» **Try it**: In the records, find every line with the word "snow" and copy it out.

» **The data**:
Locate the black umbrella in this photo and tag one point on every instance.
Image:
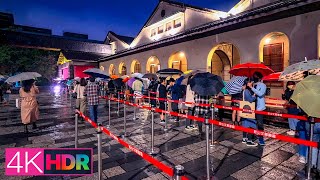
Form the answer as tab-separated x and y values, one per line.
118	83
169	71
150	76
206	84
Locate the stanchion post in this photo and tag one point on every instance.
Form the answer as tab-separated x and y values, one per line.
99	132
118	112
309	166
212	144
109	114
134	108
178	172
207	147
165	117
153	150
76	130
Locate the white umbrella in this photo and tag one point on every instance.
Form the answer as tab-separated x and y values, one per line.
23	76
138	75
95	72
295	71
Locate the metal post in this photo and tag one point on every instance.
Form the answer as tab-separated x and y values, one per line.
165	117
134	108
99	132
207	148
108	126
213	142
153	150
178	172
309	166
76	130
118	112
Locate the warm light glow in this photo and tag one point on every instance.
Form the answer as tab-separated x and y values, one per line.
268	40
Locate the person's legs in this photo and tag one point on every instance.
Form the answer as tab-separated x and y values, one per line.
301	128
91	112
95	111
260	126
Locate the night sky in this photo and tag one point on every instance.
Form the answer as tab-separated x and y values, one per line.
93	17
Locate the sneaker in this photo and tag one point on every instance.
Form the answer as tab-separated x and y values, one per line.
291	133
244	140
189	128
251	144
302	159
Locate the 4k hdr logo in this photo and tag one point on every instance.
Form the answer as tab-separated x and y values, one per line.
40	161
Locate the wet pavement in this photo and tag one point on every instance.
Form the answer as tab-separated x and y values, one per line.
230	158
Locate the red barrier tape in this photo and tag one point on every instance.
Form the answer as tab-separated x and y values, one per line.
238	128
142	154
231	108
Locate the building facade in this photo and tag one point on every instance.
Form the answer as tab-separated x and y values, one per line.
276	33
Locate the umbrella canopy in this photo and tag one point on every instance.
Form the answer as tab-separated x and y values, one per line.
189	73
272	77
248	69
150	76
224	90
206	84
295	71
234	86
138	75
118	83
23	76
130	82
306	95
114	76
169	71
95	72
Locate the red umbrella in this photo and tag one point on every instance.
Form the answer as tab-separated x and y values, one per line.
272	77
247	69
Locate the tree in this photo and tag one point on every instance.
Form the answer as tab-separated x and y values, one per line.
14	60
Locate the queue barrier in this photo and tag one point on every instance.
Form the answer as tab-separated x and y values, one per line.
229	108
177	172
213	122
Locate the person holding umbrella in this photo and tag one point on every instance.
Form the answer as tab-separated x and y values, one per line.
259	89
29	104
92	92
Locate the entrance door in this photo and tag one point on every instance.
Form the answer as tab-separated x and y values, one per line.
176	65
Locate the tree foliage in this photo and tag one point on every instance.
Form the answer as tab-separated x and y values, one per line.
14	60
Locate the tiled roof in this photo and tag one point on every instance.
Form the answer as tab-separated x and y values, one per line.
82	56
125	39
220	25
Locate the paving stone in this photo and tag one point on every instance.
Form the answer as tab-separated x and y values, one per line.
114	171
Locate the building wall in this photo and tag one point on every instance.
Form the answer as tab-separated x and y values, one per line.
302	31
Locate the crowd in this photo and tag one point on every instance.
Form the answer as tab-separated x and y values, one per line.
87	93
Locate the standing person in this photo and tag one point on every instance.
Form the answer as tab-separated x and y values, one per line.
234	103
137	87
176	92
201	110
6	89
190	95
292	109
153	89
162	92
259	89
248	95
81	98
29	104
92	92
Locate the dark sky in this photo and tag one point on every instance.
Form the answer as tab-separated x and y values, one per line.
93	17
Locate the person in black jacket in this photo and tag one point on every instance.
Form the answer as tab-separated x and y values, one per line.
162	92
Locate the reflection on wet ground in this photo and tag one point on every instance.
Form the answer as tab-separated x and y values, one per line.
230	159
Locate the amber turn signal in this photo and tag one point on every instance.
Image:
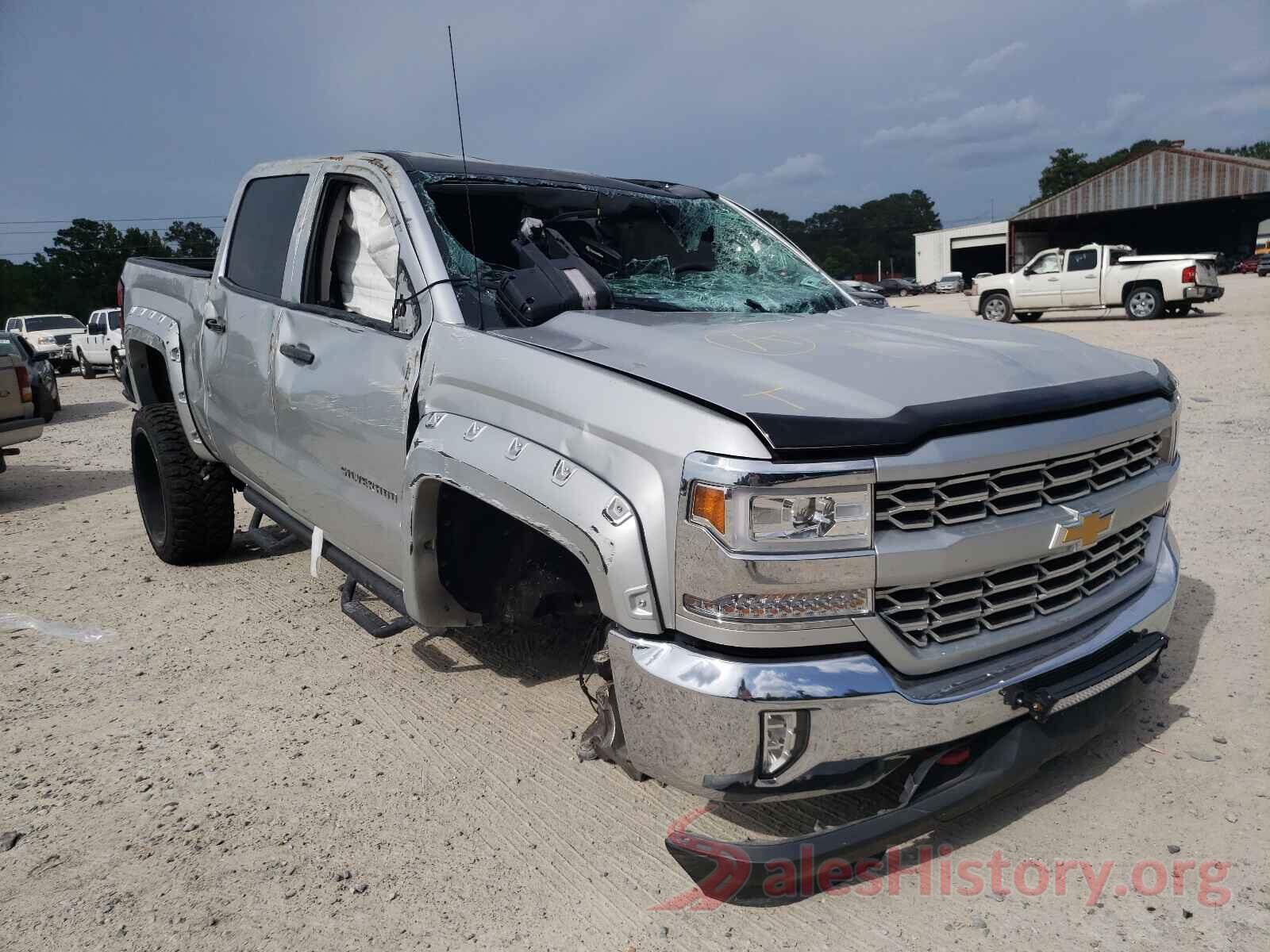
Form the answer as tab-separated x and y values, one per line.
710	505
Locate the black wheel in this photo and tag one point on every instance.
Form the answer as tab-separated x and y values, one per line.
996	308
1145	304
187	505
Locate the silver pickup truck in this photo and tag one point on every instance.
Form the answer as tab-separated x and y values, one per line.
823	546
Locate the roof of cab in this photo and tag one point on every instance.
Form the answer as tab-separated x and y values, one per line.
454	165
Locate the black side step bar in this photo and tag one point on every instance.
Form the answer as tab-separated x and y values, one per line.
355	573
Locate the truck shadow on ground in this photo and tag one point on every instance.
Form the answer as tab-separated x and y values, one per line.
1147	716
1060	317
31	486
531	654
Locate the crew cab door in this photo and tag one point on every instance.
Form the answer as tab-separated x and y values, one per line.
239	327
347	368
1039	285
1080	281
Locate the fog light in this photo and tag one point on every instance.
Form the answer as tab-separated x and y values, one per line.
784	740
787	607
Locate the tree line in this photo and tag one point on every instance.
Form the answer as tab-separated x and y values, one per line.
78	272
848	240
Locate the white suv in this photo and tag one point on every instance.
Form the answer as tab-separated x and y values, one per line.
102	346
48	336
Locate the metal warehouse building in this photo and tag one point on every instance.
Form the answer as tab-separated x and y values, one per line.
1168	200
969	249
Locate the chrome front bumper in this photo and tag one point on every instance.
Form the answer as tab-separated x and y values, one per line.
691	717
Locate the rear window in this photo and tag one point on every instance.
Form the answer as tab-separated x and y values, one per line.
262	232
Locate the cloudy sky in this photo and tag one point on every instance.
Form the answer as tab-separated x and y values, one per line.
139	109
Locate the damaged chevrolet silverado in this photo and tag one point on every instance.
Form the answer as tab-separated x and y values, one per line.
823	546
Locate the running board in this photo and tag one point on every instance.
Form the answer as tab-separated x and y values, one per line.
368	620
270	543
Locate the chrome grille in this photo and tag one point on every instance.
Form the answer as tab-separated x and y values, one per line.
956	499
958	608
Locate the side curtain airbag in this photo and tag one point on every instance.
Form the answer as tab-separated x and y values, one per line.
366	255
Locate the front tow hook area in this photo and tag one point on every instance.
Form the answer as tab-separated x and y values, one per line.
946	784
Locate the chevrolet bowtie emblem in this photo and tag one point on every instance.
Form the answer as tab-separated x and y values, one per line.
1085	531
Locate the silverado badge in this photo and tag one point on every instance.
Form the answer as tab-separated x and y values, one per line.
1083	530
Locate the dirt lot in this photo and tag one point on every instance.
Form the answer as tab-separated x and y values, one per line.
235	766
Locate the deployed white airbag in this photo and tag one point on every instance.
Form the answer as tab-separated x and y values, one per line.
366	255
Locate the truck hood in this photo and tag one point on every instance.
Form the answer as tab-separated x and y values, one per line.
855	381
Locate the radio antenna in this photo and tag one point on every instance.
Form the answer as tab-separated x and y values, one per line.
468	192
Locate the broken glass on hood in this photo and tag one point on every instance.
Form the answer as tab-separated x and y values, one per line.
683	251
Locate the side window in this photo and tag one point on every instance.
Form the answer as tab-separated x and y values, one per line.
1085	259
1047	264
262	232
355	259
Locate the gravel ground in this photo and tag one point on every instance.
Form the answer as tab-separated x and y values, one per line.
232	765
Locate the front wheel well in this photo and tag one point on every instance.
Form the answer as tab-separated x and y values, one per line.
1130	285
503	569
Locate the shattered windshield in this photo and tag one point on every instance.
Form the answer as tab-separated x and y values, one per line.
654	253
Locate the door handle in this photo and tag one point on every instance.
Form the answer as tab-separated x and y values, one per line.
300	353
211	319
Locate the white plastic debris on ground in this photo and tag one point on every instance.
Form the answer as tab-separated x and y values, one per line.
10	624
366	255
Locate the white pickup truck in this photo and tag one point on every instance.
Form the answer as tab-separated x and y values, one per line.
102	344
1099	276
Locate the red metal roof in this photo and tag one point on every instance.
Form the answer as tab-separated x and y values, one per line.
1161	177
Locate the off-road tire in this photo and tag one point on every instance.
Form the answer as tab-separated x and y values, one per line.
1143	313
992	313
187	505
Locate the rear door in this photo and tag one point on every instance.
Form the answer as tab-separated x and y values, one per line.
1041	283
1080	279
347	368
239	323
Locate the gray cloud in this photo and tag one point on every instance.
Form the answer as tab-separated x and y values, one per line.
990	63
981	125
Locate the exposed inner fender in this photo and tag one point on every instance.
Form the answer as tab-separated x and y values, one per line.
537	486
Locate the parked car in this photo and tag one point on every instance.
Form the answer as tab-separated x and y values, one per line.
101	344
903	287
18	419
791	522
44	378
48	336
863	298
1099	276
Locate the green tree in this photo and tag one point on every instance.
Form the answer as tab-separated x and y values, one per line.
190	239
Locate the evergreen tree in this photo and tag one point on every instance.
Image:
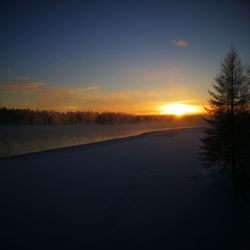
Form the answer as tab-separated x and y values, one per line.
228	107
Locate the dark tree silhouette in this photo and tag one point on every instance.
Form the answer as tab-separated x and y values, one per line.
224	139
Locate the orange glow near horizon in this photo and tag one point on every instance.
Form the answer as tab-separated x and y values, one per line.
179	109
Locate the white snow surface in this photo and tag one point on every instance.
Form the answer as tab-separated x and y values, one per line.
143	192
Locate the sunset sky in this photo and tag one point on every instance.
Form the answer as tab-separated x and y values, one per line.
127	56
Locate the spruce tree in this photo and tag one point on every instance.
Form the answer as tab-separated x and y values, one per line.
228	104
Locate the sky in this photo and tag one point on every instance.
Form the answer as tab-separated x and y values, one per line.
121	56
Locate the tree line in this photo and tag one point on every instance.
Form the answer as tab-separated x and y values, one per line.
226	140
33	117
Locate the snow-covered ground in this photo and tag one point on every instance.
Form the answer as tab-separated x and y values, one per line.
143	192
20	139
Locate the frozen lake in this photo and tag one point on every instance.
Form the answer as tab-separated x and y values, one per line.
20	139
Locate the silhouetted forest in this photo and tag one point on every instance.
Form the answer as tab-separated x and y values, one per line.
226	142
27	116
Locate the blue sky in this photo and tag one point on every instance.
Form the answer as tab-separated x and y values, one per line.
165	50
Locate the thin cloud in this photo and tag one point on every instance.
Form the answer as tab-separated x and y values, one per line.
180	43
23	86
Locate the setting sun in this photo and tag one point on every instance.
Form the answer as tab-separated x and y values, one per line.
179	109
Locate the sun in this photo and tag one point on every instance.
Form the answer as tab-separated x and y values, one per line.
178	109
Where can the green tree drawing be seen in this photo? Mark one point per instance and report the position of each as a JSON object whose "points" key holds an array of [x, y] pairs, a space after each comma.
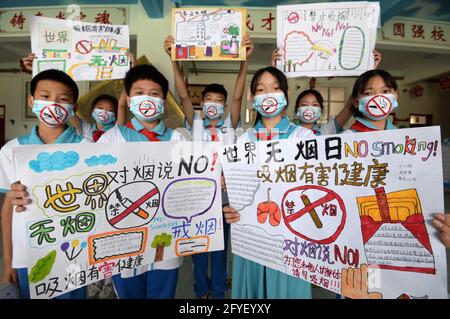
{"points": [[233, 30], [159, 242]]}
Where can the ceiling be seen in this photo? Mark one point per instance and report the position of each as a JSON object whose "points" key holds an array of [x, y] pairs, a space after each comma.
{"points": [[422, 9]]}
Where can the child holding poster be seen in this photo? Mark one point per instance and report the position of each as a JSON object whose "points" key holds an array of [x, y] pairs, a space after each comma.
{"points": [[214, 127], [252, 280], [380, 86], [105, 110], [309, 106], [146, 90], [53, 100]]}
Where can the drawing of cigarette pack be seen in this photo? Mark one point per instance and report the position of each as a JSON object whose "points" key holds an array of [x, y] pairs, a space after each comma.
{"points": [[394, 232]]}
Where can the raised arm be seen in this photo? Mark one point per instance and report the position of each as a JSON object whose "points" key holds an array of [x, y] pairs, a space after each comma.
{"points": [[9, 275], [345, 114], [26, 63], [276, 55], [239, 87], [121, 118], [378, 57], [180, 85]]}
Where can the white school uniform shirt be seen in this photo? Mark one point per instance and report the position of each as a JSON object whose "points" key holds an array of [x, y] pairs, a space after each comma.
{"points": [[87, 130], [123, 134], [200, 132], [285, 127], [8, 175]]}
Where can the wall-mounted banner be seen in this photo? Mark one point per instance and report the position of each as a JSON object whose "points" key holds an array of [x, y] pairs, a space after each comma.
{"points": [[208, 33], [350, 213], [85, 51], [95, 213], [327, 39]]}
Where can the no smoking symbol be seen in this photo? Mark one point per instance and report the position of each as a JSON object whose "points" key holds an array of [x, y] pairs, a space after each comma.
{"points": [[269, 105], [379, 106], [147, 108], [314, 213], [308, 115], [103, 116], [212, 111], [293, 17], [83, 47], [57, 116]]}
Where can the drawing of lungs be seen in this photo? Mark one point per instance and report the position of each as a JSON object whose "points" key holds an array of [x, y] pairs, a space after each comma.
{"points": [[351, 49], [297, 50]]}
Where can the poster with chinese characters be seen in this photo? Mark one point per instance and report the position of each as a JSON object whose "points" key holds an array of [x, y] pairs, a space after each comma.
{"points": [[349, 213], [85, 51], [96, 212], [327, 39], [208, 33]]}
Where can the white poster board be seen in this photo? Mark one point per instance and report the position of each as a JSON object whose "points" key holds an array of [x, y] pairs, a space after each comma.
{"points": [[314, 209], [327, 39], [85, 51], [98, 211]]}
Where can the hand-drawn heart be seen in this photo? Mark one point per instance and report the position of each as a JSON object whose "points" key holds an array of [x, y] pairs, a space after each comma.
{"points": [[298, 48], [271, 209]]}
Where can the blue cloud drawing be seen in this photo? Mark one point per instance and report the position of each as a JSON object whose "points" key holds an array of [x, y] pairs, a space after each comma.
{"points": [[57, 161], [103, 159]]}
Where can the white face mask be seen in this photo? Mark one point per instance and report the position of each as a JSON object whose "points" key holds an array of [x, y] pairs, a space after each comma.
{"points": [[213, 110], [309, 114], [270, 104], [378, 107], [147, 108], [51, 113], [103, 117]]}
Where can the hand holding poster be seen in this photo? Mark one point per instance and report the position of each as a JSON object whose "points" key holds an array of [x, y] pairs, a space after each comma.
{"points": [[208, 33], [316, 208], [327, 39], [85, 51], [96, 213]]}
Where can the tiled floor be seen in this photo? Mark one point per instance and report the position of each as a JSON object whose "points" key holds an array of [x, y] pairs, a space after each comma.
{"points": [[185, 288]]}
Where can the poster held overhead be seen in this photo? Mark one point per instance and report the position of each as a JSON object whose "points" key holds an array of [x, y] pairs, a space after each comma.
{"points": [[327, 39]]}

» **Solution to this task**:
Locate the white snow surface in this photo and tag one point on every instance.
Locate the snow-covered ground in this photo and tag one point on every instance.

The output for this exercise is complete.